------ RECORDED DATA ------

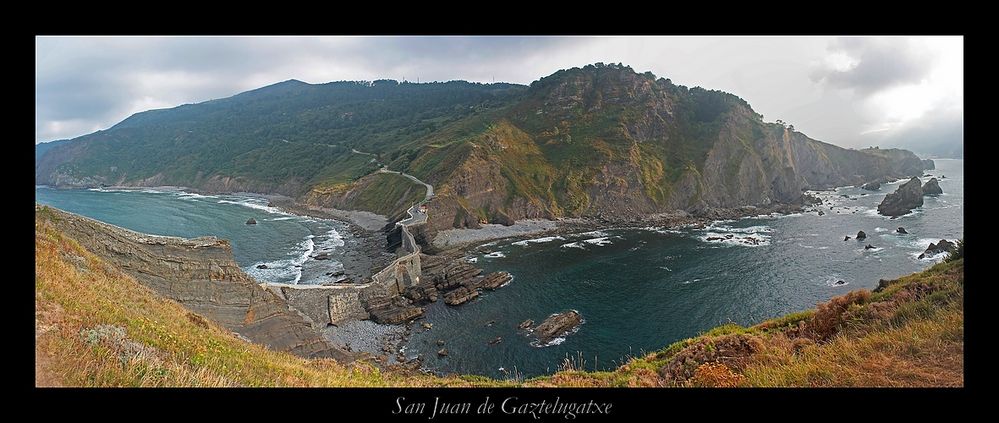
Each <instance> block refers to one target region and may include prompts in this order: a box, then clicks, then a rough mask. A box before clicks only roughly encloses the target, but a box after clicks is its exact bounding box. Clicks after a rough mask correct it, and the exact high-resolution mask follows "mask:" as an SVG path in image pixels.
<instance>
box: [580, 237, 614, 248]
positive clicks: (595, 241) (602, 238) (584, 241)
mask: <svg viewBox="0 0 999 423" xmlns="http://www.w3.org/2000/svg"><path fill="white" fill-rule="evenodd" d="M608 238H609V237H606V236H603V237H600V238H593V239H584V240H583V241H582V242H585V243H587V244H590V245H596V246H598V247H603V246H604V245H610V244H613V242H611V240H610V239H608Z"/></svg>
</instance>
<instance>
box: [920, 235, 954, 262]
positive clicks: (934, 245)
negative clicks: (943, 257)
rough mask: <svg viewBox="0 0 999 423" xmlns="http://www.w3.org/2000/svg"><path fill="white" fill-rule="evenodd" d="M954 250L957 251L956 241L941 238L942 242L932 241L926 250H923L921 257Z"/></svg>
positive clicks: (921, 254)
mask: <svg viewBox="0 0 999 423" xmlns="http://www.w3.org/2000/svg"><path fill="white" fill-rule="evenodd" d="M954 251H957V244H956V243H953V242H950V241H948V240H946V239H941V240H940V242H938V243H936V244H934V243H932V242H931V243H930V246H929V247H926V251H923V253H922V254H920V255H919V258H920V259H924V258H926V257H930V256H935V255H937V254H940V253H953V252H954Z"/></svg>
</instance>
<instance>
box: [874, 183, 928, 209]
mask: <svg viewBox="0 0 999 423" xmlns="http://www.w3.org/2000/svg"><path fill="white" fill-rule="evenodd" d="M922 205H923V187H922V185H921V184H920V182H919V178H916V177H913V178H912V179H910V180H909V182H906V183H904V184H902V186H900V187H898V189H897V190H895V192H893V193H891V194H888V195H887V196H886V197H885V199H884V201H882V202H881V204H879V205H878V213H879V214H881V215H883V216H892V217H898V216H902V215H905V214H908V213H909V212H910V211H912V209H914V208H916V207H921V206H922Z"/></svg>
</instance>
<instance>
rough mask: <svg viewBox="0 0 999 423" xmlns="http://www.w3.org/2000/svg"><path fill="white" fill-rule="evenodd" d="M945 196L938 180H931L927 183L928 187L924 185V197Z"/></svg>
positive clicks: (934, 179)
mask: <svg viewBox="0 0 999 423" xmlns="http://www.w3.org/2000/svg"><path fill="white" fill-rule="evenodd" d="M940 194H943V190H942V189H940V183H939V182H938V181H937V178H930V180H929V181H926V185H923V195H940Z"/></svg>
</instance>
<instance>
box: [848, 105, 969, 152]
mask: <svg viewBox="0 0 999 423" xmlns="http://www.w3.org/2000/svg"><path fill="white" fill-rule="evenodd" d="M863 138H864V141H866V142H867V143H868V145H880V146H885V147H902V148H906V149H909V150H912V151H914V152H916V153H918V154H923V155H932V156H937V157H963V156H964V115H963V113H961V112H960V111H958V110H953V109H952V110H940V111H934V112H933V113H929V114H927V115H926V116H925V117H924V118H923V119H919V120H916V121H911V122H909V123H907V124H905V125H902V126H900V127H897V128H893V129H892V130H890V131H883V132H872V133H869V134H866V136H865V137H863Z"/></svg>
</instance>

------

> [EXERCISE GOAL]
Could you set down every record above word for word, leaving out the pictures?

> [REPLY TO THE TASK]
Each <instance> block refers to one target region and may include prompts in this order: a box, then clicks, then a rough mask. A box before clicks only roughly encloses the target, but a box after clicks is its exact bounding box. Clicks after a rough mask correct it, and the exact high-resolution mask follows "mask:" as an SVG path in image pixels.
<instance>
box: [580, 237, 614, 248]
positive clicks: (595, 241) (602, 238) (584, 241)
mask: <svg viewBox="0 0 999 423" xmlns="http://www.w3.org/2000/svg"><path fill="white" fill-rule="evenodd" d="M608 238H609V237H606V236H603V237H600V238H593V239H584V240H583V241H582V242H585V243H587V244H590V245H596V246H598V247H603V246H604V245H610V244H613V242H611V240H610V239H608Z"/></svg>
</instance>
<instance>
box: [920, 235, 954, 262]
positive clicks: (934, 245)
negative clicks: (943, 257)
rough mask: <svg viewBox="0 0 999 423" xmlns="http://www.w3.org/2000/svg"><path fill="white" fill-rule="evenodd" d="M954 250L957 251L956 241L941 238L942 242L932 241L926 250H923L921 257Z"/></svg>
positive clicks: (921, 254)
mask: <svg viewBox="0 0 999 423" xmlns="http://www.w3.org/2000/svg"><path fill="white" fill-rule="evenodd" d="M954 251H957V244H956V243H953V242H950V241H948V240H946V239H941V240H940V242H938V243H936V244H934V243H932V242H931V243H930V246H929V247H926V251H923V253H922V254H920V255H919V258H920V259H924V258H926V257H930V256H935V255H937V254H940V253H953V252H954Z"/></svg>
</instance>
<instance>
box: [874, 183, 928, 209]
mask: <svg viewBox="0 0 999 423" xmlns="http://www.w3.org/2000/svg"><path fill="white" fill-rule="evenodd" d="M922 205H923V187H922V185H921V184H920V182H919V178H916V177H913V178H912V179H910V180H909V182H906V183H904V184H902V186H900V187H898V189H897V190H895V192H893V193H891V194H888V195H887V196H886V197H885V199H884V201H882V202H881V204H879V205H878V213H879V214H881V215H883V216H892V217H898V216H902V215H905V214H908V213H909V212H910V211H912V209H914V208H916V207H921V206H922Z"/></svg>
</instance>
<instance>
rough mask: <svg viewBox="0 0 999 423" xmlns="http://www.w3.org/2000/svg"><path fill="white" fill-rule="evenodd" d="M945 196L938 180H931L927 183L928 187L924 185V197Z"/></svg>
positive clicks: (934, 179)
mask: <svg viewBox="0 0 999 423" xmlns="http://www.w3.org/2000/svg"><path fill="white" fill-rule="evenodd" d="M940 194H943V190H942V189H940V183H939V182H938V181H937V178H930V180H929V181H926V185H923V195H940Z"/></svg>
</instance>
<instance>
box: [848, 105, 969, 152]
mask: <svg viewBox="0 0 999 423" xmlns="http://www.w3.org/2000/svg"><path fill="white" fill-rule="evenodd" d="M863 138H864V141H866V142H867V143H868V145H880V146H885V147H902V148H906V149H909V150H912V151H914V152H916V153H918V154H923V155H932V156H937V157H963V156H964V115H963V113H961V112H960V111H958V110H953V109H952V110H940V111H934V112H933V113H929V114H927V115H926V116H925V117H924V118H923V119H919V120H916V121H911V122H909V123H907V124H905V125H902V126H900V127H897V128H893V129H892V130H890V131H883V132H872V133H869V134H866V136H865V137H863Z"/></svg>
</instance>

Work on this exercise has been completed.